======== Text segment ========

- Biopharmaceutical incremental innovation increases therapeutic benefits and the number of treatment options available to healthcare providers and patients
- To better address patients’ needs, researchers constantly seek to reduce dosing frequency, improve tolerability of existing medicines, and minimize the potential for drug-drug interactions
The International Federation of Pharmaceutical Manufacturers & Associations (IFPMA) today launches a new report on Incremental Innovation: Adapting to Patient Needs. The report emphasizes the importance of incremental innovation in improving medicines, explaining its scientific rationale, its medical value, and the economic incentives needed for its development. In highlighting the important role of patents in stimulating research on improved medicines, the report is also relevant to the discussions on patents and health currently taking place at the 19 th session of the WIPO Standing Committee on the Law of Patents (SCP).
Incremental innovation widens treatment options available to healthcare providers and adapts medicines better to patients’ needs. This process is marked by expanding the number of medicines within a therapeutic class, increasing the number of available dosing options, discovering new physiological interactions, and improving other properties of existing medicines. Such innovations often require as much research and development (R&D) and clinical trial investments as first-in-class medicines.
“Evidence-based discussions are key to advancing global health,” says IFPMA Director General Eduardo Pisani. “This publication provides facts and tangible examples to illustrate how biopharmaceutical innovation benefits patients and dispel the misperception that incremental medicines are trivial.”

========

What to produce>
Please translate this sentence from the text on incremental innovation into Spanish: "Incremental innovation widens treatment options available to healthcare providers and adapts medicines better to patients’ needs."

======== Raw data ========

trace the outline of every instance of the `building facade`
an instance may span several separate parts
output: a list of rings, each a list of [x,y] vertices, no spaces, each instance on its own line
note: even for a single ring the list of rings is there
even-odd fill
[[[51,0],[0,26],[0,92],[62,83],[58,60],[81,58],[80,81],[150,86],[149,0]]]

========

Written response>
La innovación incremental amplía las opciones de tratamiento disponibles para los profesionales de la salud y adapta mejor los medicamentos a las necesidades de los pacientes.